■ SELECTED EXTRACT ■

ServiceX Transformer that converts ATLAS xAOD files into columnwise data
You can invoke the transformer from the command line. For example:
> docker run --rm -it sslhep/servicex_xaod_cpp_transformer:latest python transformer.py --help
usage: transformer.py [-h] [--tree TREE] [--attrs ATTR_NAMES]
[--path PATH] [--limit LIMIT]
[--result-destination {object-store,output-dir}]
[--output-dir OUTPUT_DIR]
[--result-format {arrow,parquet,root-file}]
[--max-message-size MAX_MESSAGE_SIZE]
[--rabbit-uri RABBIT_URI] [--request-id REQUEST_ID]
xAOD CPP Transformer
optional arguments:
-h, --help show this help message and exit
--tree TREE Tree from which columns will be inspected
--attrs ATTR_NAMES List of attributes to extract
--path PATH Path to single Root file to transform
--limit LIMIT Max number of events to process
--result-destination {object-store,output-dir}
object-store
--output-dir OUTPUT_DIR
Local directory to output results
--result-format {arrow,parquet,root-file}
arrow, parquet, root-file
--max-message-size MAX_MESSAGE_SIZE
Max message size in megabytes
--rabbit-uri RABBIT_URI
--request-id REQUEST_ID
Request ID to read from queue
You will need an X509 proxy available as a mountable volume. The X509 Secret container can do using your credentials and cert:
docker run --rm \
--mount type=bind,source=$HOME/.globus,readonly,target=/etc/grid-certs \
--mount type=bind,source="$(pwd)"/secrets/secrets.txt,target=/servicex/secrets.txt \
--mount type=volume,source=x509,target=/etc/grid-security \
--name=x509-secrets sslhep/x509-secrets:latest
python3 -m pip install -r requirements.txt
python3 -m pip install --index-url https://test.pypi.org/simple/ --no-deps servicex
Under tests you'll find input files needed to try this out. Use the following docker command.

■ ENTRIES SUPPLIED ■
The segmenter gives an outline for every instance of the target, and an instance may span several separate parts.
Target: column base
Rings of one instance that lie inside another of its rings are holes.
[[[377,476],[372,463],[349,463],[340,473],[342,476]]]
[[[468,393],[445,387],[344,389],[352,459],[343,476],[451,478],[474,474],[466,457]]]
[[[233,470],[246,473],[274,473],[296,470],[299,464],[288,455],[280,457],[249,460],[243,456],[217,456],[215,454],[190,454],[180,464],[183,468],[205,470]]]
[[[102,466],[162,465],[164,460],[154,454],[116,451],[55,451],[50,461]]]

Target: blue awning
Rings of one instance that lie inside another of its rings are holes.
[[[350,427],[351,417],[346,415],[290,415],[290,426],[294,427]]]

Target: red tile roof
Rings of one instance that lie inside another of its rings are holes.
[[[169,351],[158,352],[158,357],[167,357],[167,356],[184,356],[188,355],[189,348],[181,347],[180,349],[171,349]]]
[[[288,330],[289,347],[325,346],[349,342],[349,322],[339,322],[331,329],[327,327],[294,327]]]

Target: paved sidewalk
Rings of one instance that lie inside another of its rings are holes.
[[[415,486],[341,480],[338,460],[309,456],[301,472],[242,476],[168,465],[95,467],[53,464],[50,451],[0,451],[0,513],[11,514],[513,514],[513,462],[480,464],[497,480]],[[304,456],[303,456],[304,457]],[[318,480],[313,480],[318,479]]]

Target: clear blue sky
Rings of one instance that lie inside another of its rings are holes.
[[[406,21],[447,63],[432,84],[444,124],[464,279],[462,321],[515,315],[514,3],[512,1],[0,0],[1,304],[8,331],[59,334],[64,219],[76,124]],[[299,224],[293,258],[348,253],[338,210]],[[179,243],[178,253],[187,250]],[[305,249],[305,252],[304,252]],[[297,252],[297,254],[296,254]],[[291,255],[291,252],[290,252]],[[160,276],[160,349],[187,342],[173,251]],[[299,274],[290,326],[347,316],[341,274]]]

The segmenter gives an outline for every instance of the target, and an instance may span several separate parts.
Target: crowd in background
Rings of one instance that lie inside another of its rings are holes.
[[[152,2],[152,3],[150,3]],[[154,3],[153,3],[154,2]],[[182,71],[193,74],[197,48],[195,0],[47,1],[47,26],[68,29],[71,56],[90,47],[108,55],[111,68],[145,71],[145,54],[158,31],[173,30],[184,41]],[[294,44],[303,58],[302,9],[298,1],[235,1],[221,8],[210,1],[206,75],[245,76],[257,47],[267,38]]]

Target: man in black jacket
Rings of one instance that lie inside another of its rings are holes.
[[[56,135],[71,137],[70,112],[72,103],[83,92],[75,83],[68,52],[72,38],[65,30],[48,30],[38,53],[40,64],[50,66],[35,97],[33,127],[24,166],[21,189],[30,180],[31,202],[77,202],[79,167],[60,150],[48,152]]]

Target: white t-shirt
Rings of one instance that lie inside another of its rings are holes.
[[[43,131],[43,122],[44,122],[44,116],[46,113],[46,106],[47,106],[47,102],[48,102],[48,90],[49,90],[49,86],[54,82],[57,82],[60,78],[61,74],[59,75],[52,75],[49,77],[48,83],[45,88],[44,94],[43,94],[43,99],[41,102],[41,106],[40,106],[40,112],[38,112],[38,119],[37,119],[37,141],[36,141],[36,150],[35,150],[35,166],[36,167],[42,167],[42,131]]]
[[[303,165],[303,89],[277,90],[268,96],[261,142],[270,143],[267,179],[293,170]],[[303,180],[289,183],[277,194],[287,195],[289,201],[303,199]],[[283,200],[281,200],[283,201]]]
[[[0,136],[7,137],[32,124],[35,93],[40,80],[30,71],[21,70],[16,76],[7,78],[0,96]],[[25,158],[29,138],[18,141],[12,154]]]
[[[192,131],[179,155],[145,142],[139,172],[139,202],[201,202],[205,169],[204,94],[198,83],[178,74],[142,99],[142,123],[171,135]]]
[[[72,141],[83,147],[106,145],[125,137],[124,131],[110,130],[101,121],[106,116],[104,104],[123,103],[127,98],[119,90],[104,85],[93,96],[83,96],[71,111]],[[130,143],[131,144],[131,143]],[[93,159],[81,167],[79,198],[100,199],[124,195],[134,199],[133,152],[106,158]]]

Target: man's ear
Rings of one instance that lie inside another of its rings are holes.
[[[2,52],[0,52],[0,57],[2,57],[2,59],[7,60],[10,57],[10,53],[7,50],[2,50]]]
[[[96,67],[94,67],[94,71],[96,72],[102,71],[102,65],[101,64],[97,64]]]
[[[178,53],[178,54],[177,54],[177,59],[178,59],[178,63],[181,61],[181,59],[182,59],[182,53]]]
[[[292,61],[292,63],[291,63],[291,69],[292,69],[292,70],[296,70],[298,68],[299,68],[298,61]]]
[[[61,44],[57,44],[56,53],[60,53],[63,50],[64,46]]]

■ WRITTEN PROBLEM 1 ■
In the transformer page, what does the --limit option set?
■ WRITTEN PROBLEM 2 ■
Write the next part of the transformer page, picking up after its final sentence.

■ OUTPUT 1 ■
The maximum number of events to process.

■ OUTPUT 2 ■
docker run --rm -it \
--mount type=volume,source=x509,target=/etc/grid-security-ro \
--mount type=bind,source=$(pwd),target=/code \
--mount type=bind,source=$(pwd)/tests,target=/data \
--mount type=bind,source=$(pwd)/tests/r21_test_cpp_files,target=/generated,readonly \
sslhep/servicex_xaod_cpp_transformer:latest bash
Then use transformer.py
and pass it the --path
argument.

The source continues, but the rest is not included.